Print each line below verbatim, skipping every picture.

○ ○ ○ ○ ○ ○ ○

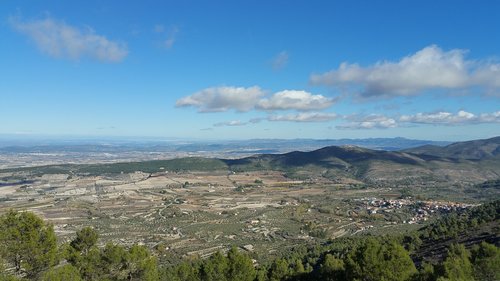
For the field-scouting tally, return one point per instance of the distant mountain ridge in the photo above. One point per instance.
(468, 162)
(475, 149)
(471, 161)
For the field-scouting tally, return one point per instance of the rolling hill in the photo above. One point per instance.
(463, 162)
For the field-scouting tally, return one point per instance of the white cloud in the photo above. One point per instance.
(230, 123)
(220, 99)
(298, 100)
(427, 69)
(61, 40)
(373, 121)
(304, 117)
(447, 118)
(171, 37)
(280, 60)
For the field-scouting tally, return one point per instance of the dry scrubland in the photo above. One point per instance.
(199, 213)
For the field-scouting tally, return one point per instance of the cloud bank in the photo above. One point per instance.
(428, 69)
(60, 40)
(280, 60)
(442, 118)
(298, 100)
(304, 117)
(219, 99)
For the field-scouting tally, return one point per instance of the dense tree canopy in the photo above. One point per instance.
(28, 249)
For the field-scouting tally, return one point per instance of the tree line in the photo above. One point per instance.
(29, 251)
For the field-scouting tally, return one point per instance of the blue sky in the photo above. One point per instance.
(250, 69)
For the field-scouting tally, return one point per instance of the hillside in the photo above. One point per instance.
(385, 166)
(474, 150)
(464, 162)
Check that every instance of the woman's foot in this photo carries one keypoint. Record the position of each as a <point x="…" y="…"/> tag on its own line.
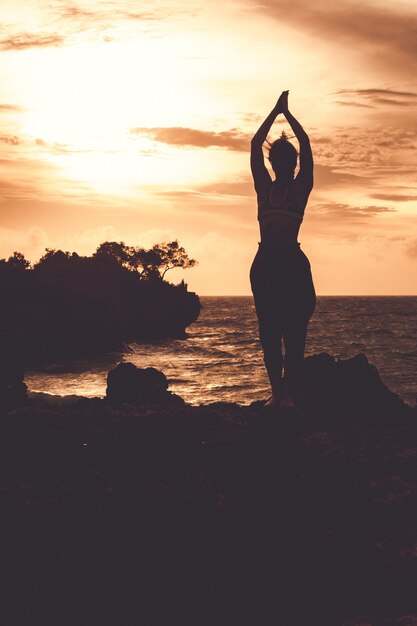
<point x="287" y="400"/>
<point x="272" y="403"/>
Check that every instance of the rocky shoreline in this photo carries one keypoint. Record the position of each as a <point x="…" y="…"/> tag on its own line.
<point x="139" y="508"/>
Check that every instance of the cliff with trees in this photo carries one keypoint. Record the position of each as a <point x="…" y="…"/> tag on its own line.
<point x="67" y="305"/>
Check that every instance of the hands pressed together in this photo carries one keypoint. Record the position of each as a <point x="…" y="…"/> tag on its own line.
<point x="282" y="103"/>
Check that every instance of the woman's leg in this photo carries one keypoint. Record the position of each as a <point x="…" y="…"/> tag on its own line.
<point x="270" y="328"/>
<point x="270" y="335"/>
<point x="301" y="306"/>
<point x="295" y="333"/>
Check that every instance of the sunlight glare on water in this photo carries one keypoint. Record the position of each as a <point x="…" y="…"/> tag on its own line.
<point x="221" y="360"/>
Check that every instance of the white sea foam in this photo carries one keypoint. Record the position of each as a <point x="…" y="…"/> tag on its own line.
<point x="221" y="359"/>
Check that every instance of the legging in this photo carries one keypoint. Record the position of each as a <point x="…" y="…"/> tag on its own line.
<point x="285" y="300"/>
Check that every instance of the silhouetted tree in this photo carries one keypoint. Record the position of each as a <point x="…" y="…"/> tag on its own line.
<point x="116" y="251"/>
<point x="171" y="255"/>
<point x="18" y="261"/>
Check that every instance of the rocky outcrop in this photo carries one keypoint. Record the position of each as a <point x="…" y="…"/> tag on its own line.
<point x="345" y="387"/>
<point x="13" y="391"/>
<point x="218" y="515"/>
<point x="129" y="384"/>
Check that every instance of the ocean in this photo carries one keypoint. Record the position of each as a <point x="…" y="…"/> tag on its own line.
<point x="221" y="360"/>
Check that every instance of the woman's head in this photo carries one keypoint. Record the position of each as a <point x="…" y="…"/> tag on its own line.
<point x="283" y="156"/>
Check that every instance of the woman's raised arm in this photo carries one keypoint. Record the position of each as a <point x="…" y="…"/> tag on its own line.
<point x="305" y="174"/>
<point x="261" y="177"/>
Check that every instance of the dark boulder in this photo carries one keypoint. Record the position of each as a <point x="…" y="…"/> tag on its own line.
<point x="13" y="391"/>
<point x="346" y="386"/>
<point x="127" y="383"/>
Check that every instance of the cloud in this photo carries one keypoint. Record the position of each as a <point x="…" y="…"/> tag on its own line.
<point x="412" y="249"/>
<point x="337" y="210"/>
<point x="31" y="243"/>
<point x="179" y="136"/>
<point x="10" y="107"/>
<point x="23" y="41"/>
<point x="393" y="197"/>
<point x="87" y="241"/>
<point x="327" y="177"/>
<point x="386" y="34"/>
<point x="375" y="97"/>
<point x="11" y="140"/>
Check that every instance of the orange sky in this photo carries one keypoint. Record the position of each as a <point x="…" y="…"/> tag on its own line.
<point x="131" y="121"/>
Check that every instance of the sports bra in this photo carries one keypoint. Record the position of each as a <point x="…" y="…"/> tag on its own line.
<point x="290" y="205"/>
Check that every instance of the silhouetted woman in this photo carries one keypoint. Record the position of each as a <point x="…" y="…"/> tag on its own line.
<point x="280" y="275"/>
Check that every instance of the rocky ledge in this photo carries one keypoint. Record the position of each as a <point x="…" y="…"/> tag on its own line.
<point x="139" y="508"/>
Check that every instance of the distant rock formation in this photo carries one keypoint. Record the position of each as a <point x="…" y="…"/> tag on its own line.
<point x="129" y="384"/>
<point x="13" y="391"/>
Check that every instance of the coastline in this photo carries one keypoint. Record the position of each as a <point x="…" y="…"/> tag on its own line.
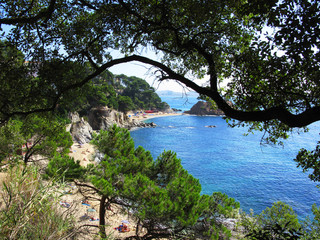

○ ○ ○ ○ ○ ○ ○

* **Result below**:
For the field-scouting tally, return one point per instance of the distant mountain ridge in the photo above. One point per instance.
(468, 162)
(475, 149)
(471, 161)
For the field-scouting tally, return one point per instance of the rolling hill in the photo above. One point per instance.
(463, 162)
For the field-scouting tally, return one point per instance of the white cloud in the photo above. One point per instance.
(230, 123)
(220, 99)
(298, 100)
(427, 69)
(61, 40)
(373, 121)
(304, 117)
(447, 118)
(171, 37)
(280, 60)
For the field-scouting tally, return one point per instance of the dry scrubland in the photo above. One point per instance.
(199, 213)
For the field-scouting tally, return one point per instance of the cloud bank in the photo above. One point per instance.
(428, 69)
(60, 40)
(280, 60)
(442, 118)
(298, 100)
(304, 117)
(219, 99)
For the field-scouting tally, return one point per instance of the dense tree canopy in the photo above. One point per instance.
(28, 249)
For the field-scouting tally, return one point per instance of the tree line in the photo above. One point per instance.
(29, 251)
For the field-scouting tally, return one point per instance of the blue sky in the photo above. One point per instance.
(250, 69)
For the field-scouting tally, return one point per instance of the hillside in the photo above. One point per instance.
(385, 166)
(474, 150)
(464, 162)
Check that every instance of the woman's foot in this photo carries one keypoint. Record the position of each as a <point x="…" y="…"/> tag on its own line.
<point x="287" y="400"/>
<point x="272" y="403"/>
Check that every instance of the rocky shoreline in this photo carries one keypoint. Record the position of each as a <point x="…" y="…"/> tag on its own line.
<point x="139" y="508"/>
Check that every instance of the cliff with trees in this photo carries one keypoint. Record the position of each as a <point x="…" y="…"/> tag on its own line.
<point x="67" y="305"/>
Check that every instance of the hands pressed together in this photo carries one keypoint. Record the position of each as a <point x="…" y="…"/> tag on its own line.
<point x="282" y="103"/>
Check that every instance of the woman's leg in this photo carries one keypoint. Record the position of each as a <point x="…" y="…"/> tag on its own line.
<point x="270" y="328"/>
<point x="270" y="335"/>
<point x="301" y="306"/>
<point x="295" y="333"/>
Check that every instance of the sunlight glare on water in this photo carries one keypoint. Record the position of each as a <point x="…" y="…"/> tag on its own line.
<point x="221" y="360"/>
Check that every instance of the white sea foam in this photo carries one keypoint. Record the position of each as a <point x="…" y="…"/> tag on its own line.
<point x="221" y="359"/>
Check that every instance of the legging in this photo carries one keypoint. Record the position of each as a <point x="…" y="…"/> tag on its own line.
<point x="285" y="300"/>
Check that every instance of the silhouetted tree in this photo carries one keypoint. Record the position of each as a <point x="…" y="…"/> tag on its own line.
<point x="116" y="251"/>
<point x="171" y="255"/>
<point x="18" y="261"/>
Check that every instance of the rocky outcrop in this photo carries one keypoint. Record the position of each as a <point x="…" y="…"/> tag on its own line.
<point x="345" y="387"/>
<point x="13" y="391"/>
<point x="218" y="515"/>
<point x="129" y="384"/>
Check that every instance of the ocean in this photo carries one keypoint. Record the position of each as a <point x="…" y="…"/> tag on its own line.
<point x="221" y="360"/>
Check that every instance of the woman's head in this photo carries one keypoint. Record the position of each as a <point x="…" y="…"/> tag on its own line.
<point x="283" y="156"/>
Check that every instance of the woman's raised arm in this photo carries one keypoint. Record the position of each as a <point x="…" y="…"/> tag on its own line.
<point x="305" y="174"/>
<point x="261" y="177"/>
Check that every instance of the dark boulder in this photo carries one keypoint. Record the position of each as a <point x="…" y="…"/> tag on its own line.
<point x="13" y="391"/>
<point x="346" y="386"/>
<point x="127" y="383"/>
Check that every instance of the cloud in this photo carries one keypoint. Record the position of each as a <point x="…" y="…"/> tag on its own line.
<point x="412" y="249"/>
<point x="337" y="210"/>
<point x="31" y="243"/>
<point x="179" y="136"/>
<point x="10" y="107"/>
<point x="23" y="41"/>
<point x="393" y="197"/>
<point x="87" y="241"/>
<point x="327" y="177"/>
<point x="386" y="34"/>
<point x="375" y="97"/>
<point x="11" y="140"/>
Check that every instance of the orange sky in this photo carries one keypoint. Record the position of each as a <point x="…" y="…"/> tag on its own line.
<point x="131" y="121"/>
Check that every instance of the sports bra in this photo carries one keypoint. Record the position of each as a <point x="…" y="…"/> tag on its own line.
<point x="290" y="205"/>
Check that every instance of the silhouetted woman in this photo carries one keypoint. Record the position of each as a <point x="…" y="…"/> tag on its own line.
<point x="280" y="275"/>
Check that every instance of the rocky ledge in this photo carries one keypoint. Record the position of each as a <point x="…" y="…"/> tag on its own line.
<point x="139" y="508"/>
Check that every instance of the distant rock formation in this photo carries one keypoint. Record the position of each as a <point x="…" y="…"/> tag on its own line.
<point x="129" y="384"/>
<point x="13" y="391"/>
Check that every instance of the coastline in this photo carries one keypoint. Record the position of each as a <point x="…" y="…"/> tag on its own line.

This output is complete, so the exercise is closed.